→ Stated problem A:
In the forum thread about waking up to two feet of snow, what does White Gardens say the post brings new meaning to?
→ Stated problem B:
Write the next part of the forum thread about waking up to two feet of snow, picking up after its last post.

→ Extracted text:

# Woke up to 2 Feet of Snow



## StratfordPusher

Woke up this morning to two feet of snow.... as shown.....

Enjoy


----------



## grandview

Better then waking up to balls high.


----------



## JTVLandscaping

:laughing::laughing::laughing:


----------



## Raymond S.

that made me chuckle


----------



## mercer_me

grandview;1242704 said:


> Better then waking up to balls high.


:laughing::laughing:LMAO:laughing::laughing:


----------



## Western1

Nice feet!


----------



## TKLAWN

Definetly not what I expected.


----------



## suzuki0702

those two feet werent forecasted?? lmao


----------



## tuney443

Those are some real ugly feet.Funny.


----------



## wizardsr

It could always be worse...


----------



## tuney443

WOW--That's a snow removal job perfectly suited for my X,the very best of all ball busters.Thumbs Up


----------



## NickT

Love that!!!!!!!!!!!


----------



## john mc

nice one guys


----------



## White Gardens

Boy, brings new meaning to cold feet.

Not going to comment about the PP on the car out of principle. Thumbs Up


----------



## plowin-fire

I about fell out of the chair laughing!!!!!!!!!!

(Labeled-object pointing entries)
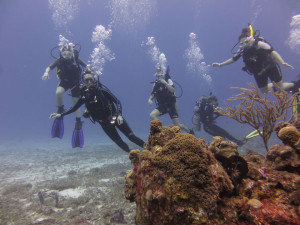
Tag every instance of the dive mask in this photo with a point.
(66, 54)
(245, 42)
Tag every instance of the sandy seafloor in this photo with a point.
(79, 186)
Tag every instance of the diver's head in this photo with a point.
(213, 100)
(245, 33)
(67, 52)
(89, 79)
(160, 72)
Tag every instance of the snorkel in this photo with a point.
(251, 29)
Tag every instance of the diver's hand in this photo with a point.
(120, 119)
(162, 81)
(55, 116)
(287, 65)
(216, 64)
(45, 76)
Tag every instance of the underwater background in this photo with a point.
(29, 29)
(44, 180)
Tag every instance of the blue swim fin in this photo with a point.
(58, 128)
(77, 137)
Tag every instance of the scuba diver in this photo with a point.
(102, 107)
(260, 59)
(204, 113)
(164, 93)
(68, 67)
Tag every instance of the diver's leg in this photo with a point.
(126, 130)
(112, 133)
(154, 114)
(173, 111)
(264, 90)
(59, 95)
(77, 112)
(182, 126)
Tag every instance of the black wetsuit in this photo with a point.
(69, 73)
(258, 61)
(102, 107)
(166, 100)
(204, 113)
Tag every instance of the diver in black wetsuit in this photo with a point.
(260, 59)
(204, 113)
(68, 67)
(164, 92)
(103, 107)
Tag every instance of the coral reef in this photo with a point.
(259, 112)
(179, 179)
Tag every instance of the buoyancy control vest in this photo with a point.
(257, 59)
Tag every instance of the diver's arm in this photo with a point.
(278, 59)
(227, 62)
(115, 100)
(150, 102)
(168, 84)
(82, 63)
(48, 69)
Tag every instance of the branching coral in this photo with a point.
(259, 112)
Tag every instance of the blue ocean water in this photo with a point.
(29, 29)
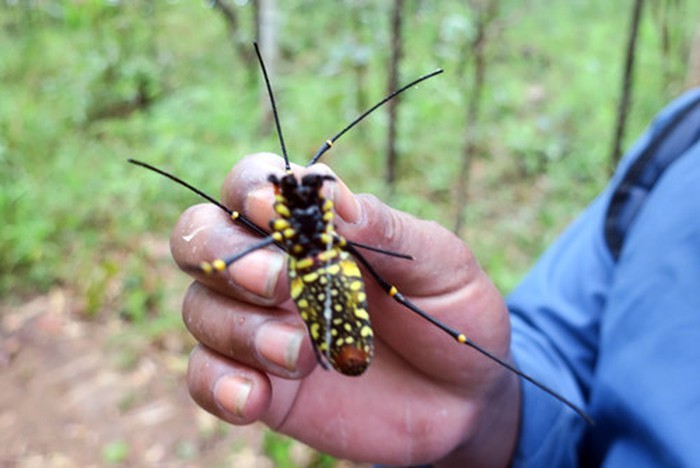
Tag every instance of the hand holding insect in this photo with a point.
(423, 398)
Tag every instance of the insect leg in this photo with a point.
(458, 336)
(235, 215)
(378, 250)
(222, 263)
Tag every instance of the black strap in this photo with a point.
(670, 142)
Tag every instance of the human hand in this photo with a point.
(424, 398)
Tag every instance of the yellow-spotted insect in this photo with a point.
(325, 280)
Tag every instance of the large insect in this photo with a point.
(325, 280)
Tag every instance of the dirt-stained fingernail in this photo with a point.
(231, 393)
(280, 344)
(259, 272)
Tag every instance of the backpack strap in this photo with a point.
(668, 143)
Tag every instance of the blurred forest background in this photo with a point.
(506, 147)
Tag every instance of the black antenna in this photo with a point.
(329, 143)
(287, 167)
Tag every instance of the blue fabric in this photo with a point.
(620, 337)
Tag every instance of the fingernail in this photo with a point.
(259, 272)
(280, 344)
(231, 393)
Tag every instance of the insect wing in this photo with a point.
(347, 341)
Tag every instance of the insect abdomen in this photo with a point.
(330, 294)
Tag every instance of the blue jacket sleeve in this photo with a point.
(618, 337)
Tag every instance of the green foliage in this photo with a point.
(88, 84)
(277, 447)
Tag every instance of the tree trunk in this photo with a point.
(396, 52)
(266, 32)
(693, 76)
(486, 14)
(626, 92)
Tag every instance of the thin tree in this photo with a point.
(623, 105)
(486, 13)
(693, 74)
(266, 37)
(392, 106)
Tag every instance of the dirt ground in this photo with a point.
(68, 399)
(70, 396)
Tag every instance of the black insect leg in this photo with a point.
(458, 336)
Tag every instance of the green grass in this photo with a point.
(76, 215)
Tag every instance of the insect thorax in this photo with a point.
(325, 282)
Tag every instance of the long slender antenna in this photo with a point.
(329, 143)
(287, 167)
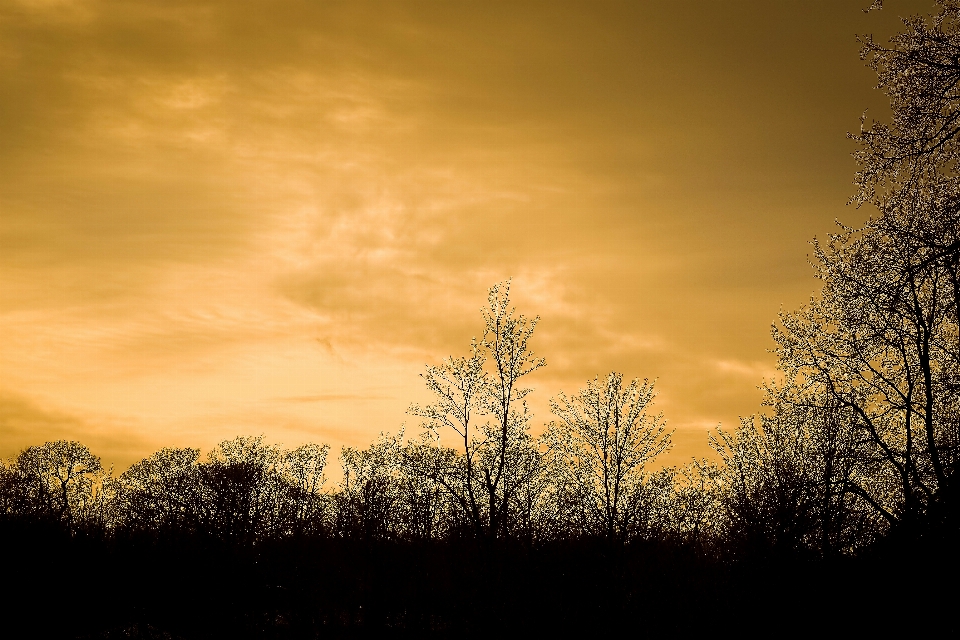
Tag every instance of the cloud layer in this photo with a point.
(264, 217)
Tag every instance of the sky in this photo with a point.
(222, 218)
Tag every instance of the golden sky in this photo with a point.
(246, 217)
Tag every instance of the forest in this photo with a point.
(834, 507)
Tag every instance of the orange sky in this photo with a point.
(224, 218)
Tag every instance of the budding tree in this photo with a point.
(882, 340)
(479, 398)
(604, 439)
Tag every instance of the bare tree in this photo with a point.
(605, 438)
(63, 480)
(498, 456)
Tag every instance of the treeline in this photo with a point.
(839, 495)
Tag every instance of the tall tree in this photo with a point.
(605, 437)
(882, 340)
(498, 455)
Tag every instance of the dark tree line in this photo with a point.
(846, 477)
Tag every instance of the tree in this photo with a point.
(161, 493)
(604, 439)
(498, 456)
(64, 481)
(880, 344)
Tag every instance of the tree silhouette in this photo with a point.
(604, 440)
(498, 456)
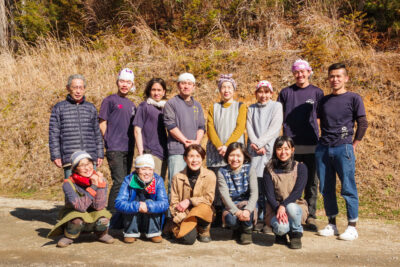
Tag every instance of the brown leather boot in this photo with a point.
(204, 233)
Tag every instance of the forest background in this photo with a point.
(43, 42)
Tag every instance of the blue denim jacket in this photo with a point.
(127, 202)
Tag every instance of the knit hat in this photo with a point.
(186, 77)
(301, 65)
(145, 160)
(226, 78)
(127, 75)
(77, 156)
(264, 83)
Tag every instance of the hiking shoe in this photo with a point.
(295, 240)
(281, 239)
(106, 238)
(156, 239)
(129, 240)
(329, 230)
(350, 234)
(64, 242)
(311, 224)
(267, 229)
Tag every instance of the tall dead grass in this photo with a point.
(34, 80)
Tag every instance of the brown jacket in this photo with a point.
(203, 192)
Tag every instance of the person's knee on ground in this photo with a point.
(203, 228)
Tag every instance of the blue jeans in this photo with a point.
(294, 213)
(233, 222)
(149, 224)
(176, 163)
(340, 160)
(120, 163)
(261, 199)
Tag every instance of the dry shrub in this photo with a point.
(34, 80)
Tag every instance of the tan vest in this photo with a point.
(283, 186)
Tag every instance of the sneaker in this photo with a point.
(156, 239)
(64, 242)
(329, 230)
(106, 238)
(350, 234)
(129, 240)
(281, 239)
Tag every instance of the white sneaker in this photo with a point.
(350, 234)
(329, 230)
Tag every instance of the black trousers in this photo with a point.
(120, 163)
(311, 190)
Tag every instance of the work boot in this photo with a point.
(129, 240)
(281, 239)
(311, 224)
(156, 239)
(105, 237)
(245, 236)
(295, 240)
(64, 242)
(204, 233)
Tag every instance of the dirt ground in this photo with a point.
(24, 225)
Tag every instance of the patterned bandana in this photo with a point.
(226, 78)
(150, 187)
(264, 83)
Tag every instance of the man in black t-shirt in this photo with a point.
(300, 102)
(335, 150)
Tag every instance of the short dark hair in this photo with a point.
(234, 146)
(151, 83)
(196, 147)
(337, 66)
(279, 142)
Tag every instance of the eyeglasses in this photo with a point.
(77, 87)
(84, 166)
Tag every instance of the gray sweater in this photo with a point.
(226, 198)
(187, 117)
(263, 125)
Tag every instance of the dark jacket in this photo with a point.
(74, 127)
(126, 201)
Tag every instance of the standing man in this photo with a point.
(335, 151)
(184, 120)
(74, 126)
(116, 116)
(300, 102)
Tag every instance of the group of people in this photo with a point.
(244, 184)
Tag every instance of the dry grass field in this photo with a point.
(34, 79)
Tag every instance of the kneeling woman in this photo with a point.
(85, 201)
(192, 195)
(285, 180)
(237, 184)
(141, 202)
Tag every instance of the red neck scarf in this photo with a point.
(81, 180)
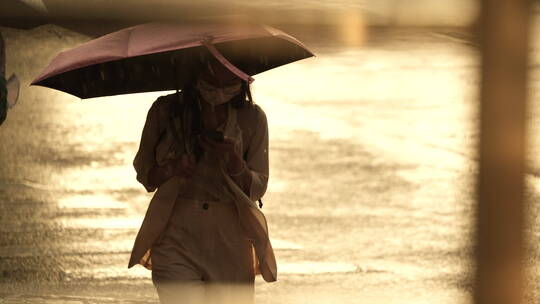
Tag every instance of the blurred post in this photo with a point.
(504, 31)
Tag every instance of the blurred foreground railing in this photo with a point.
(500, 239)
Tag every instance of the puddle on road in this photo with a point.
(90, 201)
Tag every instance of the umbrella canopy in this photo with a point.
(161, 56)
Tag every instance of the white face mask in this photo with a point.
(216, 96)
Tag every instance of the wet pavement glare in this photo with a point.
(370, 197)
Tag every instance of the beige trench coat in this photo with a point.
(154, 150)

→ Exercise output A:
Cold feet.

→ Exercise output B:
----------



## StratfordPusher

*What a site....*

Imagine seeing this drive down the road...

Kids, cover your eyes


----------



## JD Dave

I think that dick cut me off yesterday. LOL


----------



## White Gardens

Better keep this thread up on your screen before lock-down!

Surprised the mods haven't deleted it yet!


----------



## NickT

JD Dave;1261338 said:


> I think that dick cut me off yesterday. LOL


Lmao that dick flipped me off


----------



## grandview

That dick is GP.


----------



## StratfordPusher

*Stuck Deep in snow*

This one always makes me chuckle....


----------



## NickT

grandview;1261433 said:


> That dick is GP.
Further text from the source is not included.